- _Task brief_: Give the entries below again, word for word, and leave out the images.

- _Provided material_:
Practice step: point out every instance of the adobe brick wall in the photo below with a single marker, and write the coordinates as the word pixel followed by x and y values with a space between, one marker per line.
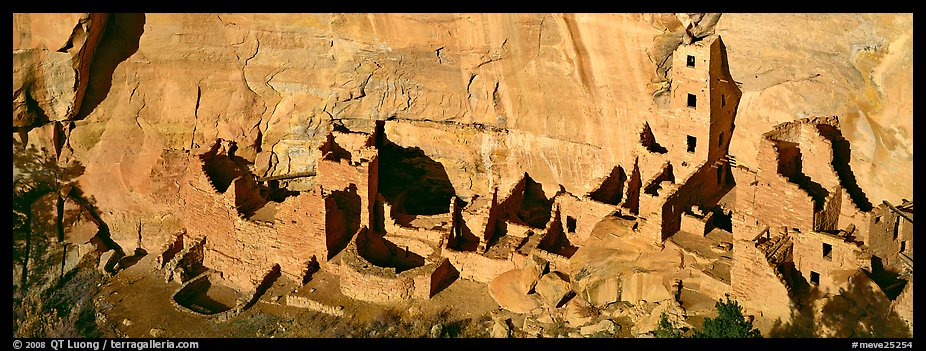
pixel 883 225
pixel 475 266
pixel 903 305
pixel 339 175
pixel 778 202
pixel 611 190
pixel 204 213
pixel 808 256
pixel 362 280
pixel 310 224
pixel 756 283
pixel 828 218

- _Written answer_:
Practice step: point out every instance of the adobe brick wall in the photo below with a single marker, and write the coordinates as the word pixel followed by x and y values with a space between, one marker per line.
pixel 883 225
pixel 475 266
pixel 903 305
pixel 339 175
pixel 778 202
pixel 611 190
pixel 204 213
pixel 808 256
pixel 362 280
pixel 310 224
pixel 756 283
pixel 828 218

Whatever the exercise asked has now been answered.